* **Work required**: Only the lines from the one containing "[point] every instance of the altar (one" through the end of the data belong in the answer; reproduce them exactly.
(Task input)
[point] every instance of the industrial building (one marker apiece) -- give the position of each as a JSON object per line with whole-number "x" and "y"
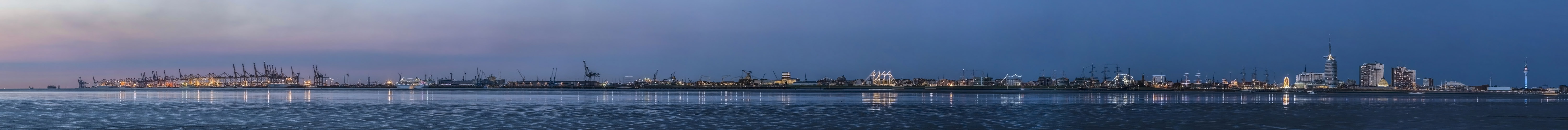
{"x": 1371, "y": 74}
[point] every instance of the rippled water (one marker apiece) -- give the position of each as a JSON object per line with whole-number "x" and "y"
{"x": 763, "y": 110}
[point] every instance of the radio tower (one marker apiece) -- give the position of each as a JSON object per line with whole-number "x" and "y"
{"x": 589, "y": 74}
{"x": 1526, "y": 73}
{"x": 1332, "y": 67}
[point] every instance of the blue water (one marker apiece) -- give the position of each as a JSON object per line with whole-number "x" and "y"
{"x": 763, "y": 110}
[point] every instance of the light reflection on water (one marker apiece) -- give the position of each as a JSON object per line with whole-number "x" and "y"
{"x": 747, "y": 109}
{"x": 869, "y": 98}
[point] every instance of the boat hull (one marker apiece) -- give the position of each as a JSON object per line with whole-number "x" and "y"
{"x": 412, "y": 87}
{"x": 1105, "y": 88}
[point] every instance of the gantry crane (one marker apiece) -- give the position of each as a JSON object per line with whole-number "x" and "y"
{"x": 589, "y": 74}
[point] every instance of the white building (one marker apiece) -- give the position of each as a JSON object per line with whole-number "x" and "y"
{"x": 1371, "y": 74}
{"x": 1456, "y": 85}
{"x": 1404, "y": 78}
{"x": 1310, "y": 78}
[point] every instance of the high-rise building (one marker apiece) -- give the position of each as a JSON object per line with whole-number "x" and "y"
{"x": 1332, "y": 68}
{"x": 1428, "y": 82}
{"x": 1371, "y": 74}
{"x": 1308, "y": 78}
{"x": 1404, "y": 78}
{"x": 1526, "y": 74}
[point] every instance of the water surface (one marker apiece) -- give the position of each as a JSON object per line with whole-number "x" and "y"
{"x": 763, "y": 110}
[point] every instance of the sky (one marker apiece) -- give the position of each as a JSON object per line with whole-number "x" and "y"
{"x": 1472, "y": 42}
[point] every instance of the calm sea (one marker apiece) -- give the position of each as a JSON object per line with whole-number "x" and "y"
{"x": 764, "y": 110}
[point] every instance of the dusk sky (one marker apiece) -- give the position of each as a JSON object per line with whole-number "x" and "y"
{"x": 56, "y": 42}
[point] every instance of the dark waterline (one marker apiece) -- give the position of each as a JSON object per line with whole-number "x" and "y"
{"x": 764, "y": 109}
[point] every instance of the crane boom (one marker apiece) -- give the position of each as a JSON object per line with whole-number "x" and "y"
{"x": 589, "y": 74}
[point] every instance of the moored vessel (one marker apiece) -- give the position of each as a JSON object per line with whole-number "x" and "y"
{"x": 1105, "y": 88}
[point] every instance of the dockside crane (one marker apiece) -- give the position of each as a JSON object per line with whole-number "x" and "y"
{"x": 747, "y": 81}
{"x": 673, "y": 78}
{"x": 589, "y": 74}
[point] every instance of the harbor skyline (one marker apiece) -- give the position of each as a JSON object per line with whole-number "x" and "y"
{"x": 1442, "y": 40}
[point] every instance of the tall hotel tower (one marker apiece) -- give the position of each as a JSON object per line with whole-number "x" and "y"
{"x": 1332, "y": 68}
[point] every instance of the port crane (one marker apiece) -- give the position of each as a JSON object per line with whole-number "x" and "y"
{"x": 673, "y": 78}
{"x": 747, "y": 81}
{"x": 589, "y": 74}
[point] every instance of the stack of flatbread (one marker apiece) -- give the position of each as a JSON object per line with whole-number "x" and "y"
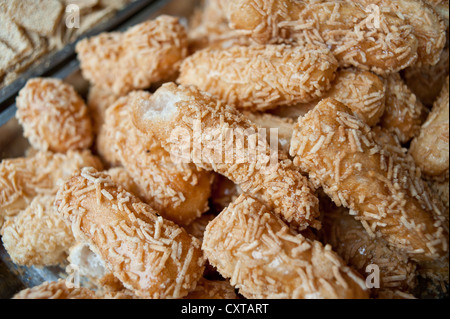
{"x": 31, "y": 28}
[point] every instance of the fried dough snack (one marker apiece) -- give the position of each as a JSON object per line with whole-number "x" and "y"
{"x": 404, "y": 112}
{"x": 441, "y": 7}
{"x": 426, "y": 82}
{"x": 427, "y": 26}
{"x": 145, "y": 54}
{"x": 37, "y": 235}
{"x": 212, "y": 289}
{"x": 22, "y": 179}
{"x": 360, "y": 36}
{"x": 98, "y": 102}
{"x": 55, "y": 290}
{"x": 283, "y": 126}
{"x": 382, "y": 190}
{"x": 179, "y": 192}
{"x": 431, "y": 148}
{"x": 351, "y": 241}
{"x": 362, "y": 91}
{"x": 208, "y": 27}
{"x": 54, "y": 117}
{"x": 264, "y": 259}
{"x": 260, "y": 77}
{"x": 249, "y": 162}
{"x": 151, "y": 256}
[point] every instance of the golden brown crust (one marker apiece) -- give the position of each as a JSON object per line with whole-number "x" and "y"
{"x": 362, "y": 91}
{"x": 22, "y": 179}
{"x": 200, "y": 118}
{"x": 431, "y": 148}
{"x": 404, "y": 112}
{"x": 283, "y": 129}
{"x": 151, "y": 256}
{"x": 260, "y": 77}
{"x": 179, "y": 192}
{"x": 427, "y": 26}
{"x": 360, "y": 36}
{"x": 381, "y": 189}
{"x": 55, "y": 290}
{"x": 37, "y": 235}
{"x": 98, "y": 102}
{"x": 351, "y": 241}
{"x": 54, "y": 117}
{"x": 146, "y": 53}
{"x": 264, "y": 259}
{"x": 427, "y": 81}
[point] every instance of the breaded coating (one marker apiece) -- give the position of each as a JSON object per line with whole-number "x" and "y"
{"x": 264, "y": 259}
{"x": 358, "y": 249}
{"x": 362, "y": 36}
{"x": 146, "y": 53}
{"x": 383, "y": 190}
{"x": 260, "y": 77}
{"x": 427, "y": 81}
{"x": 122, "y": 177}
{"x": 198, "y": 226}
{"x": 98, "y": 102}
{"x": 196, "y": 127}
{"x": 427, "y": 25}
{"x": 208, "y": 27}
{"x": 212, "y": 289}
{"x": 277, "y": 128}
{"x": 178, "y": 191}
{"x": 441, "y": 7}
{"x": 37, "y": 235}
{"x": 23, "y": 178}
{"x": 441, "y": 189}
{"x": 151, "y": 256}
{"x": 55, "y": 290}
{"x": 362, "y": 91}
{"x": 54, "y": 117}
{"x": 430, "y": 149}
{"x": 404, "y": 112}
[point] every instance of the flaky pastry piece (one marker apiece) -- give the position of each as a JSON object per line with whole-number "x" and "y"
{"x": 358, "y": 249}
{"x": 404, "y": 113}
{"x": 53, "y": 116}
{"x": 178, "y": 191}
{"x": 23, "y": 178}
{"x": 55, "y": 290}
{"x": 358, "y": 35}
{"x": 208, "y": 27}
{"x": 196, "y": 127}
{"x": 151, "y": 256}
{"x": 37, "y": 235}
{"x": 382, "y": 190}
{"x": 278, "y": 129}
{"x": 427, "y": 81}
{"x": 441, "y": 7}
{"x": 431, "y": 148}
{"x": 264, "y": 259}
{"x": 145, "y": 54}
{"x": 260, "y": 77}
{"x": 212, "y": 289}
{"x": 98, "y": 102}
{"x": 362, "y": 91}
{"x": 427, "y": 25}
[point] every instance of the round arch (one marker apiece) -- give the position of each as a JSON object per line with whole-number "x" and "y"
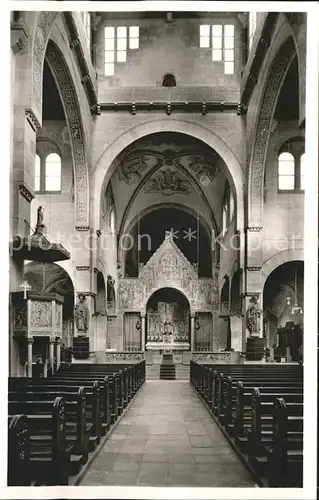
{"x": 131, "y": 223}
{"x": 152, "y": 292}
{"x": 271, "y": 93}
{"x": 105, "y": 165}
{"x": 277, "y": 260}
{"x": 193, "y": 183}
{"x": 69, "y": 100}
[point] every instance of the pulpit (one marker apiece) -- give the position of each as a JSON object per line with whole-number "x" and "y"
{"x": 37, "y": 328}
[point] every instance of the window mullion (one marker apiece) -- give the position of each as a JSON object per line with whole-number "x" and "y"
{"x": 42, "y": 174}
{"x": 297, "y": 173}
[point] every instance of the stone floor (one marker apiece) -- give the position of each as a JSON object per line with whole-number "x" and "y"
{"x": 167, "y": 438}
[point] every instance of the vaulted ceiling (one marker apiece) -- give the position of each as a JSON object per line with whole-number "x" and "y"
{"x": 168, "y": 168}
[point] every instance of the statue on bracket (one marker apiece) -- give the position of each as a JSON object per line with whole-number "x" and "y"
{"x": 253, "y": 316}
{"x": 110, "y": 291}
{"x": 81, "y": 314}
{"x": 40, "y": 226}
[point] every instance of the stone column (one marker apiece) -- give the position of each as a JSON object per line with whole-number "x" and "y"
{"x": 45, "y": 368}
{"x": 58, "y": 353}
{"x": 192, "y": 333}
{"x": 143, "y": 331}
{"x": 30, "y": 342}
{"x": 51, "y": 353}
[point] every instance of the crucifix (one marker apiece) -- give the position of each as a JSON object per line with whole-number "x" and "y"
{"x": 25, "y": 287}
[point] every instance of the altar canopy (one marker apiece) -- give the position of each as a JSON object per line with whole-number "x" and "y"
{"x": 170, "y": 320}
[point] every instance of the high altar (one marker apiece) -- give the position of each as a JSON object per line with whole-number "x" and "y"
{"x": 167, "y": 326}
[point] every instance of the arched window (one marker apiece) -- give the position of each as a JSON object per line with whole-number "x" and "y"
{"x": 169, "y": 80}
{"x": 112, "y": 219}
{"x": 231, "y": 205}
{"x": 302, "y": 172}
{"x": 252, "y": 26}
{"x": 37, "y": 173}
{"x": 286, "y": 171}
{"x": 53, "y": 172}
{"x": 224, "y": 218}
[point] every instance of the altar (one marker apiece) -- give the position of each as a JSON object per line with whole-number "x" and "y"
{"x": 168, "y": 327}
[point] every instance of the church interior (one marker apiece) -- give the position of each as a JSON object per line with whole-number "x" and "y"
{"x": 157, "y": 248}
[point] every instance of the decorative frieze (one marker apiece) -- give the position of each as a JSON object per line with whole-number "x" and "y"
{"x": 118, "y": 357}
{"x": 169, "y": 107}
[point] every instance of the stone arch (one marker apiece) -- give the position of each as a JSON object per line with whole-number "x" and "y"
{"x": 154, "y": 290}
{"x": 128, "y": 224}
{"x": 190, "y": 179}
{"x": 103, "y": 170}
{"x": 271, "y": 93}
{"x": 277, "y": 260}
{"x": 39, "y": 45}
{"x": 100, "y": 302}
{"x": 63, "y": 79}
(End Task input)
* **Result for this task**:
[point] every instance of the altar (one marker apiece) -- give the position of each as a JSON object per line with whole-number "x" and "y"
{"x": 168, "y": 327}
[point] every instance of the church interior (one marker apiece) -- give the position of each as a JSON object per line with whole-number "x" and "y"
{"x": 157, "y": 248}
[point] every instance of the decorative frieze (one marker apiece) -- give the position of each as a JSON object per line with whole-number "x" and "y"
{"x": 118, "y": 357}
{"x": 169, "y": 107}
[point] every instance of the stone arch (one marker apiece) -- give the position of each as a JSON object per line with whole-number "x" and "y"
{"x": 154, "y": 290}
{"x": 128, "y": 224}
{"x": 190, "y": 179}
{"x": 103, "y": 170}
{"x": 271, "y": 93}
{"x": 277, "y": 260}
{"x": 39, "y": 45}
{"x": 100, "y": 302}
{"x": 63, "y": 79}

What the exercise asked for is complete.